*** Opening Material shown ***

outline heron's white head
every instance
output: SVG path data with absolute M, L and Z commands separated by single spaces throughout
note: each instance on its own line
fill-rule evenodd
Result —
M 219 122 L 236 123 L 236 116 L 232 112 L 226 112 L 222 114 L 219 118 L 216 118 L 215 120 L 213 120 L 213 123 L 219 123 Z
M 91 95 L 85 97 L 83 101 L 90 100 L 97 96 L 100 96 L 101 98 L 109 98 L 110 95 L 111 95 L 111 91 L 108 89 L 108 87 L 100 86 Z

*** Closing Material shown ***

_Exercise requirements_:
Reproduce each line above that contains "instance".

_Answer section_:
every instance
note: each instance on its own line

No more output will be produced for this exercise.